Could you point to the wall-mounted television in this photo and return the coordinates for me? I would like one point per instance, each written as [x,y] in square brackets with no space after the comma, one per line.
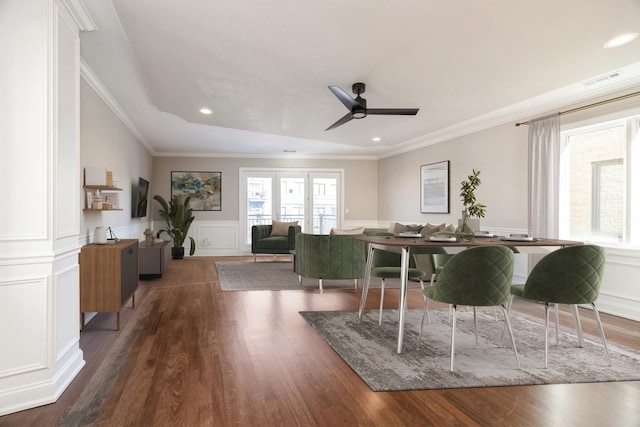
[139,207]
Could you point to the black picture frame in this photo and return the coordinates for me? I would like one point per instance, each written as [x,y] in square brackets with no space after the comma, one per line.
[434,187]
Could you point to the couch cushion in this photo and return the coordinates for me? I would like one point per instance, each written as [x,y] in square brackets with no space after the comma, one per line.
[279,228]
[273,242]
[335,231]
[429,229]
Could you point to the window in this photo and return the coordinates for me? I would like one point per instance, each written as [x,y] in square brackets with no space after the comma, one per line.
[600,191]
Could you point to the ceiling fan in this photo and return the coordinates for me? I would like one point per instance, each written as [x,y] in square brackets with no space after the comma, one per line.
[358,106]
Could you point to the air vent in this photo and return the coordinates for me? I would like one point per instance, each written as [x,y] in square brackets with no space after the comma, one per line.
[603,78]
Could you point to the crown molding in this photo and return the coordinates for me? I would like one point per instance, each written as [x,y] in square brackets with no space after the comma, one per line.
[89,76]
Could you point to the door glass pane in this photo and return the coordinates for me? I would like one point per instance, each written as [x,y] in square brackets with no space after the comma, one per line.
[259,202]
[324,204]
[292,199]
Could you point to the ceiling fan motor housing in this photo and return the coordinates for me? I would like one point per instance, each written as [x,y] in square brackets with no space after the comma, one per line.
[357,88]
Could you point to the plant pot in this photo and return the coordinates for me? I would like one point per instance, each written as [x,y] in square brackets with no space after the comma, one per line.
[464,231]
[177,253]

--

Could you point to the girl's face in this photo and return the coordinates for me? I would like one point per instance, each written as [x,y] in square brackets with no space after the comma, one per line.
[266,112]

AIM OF THE TASK -
How many of the lines above contain the word "television", with case counting? Reply with the number only.

ANSWER TO THIS PROBLEM -
1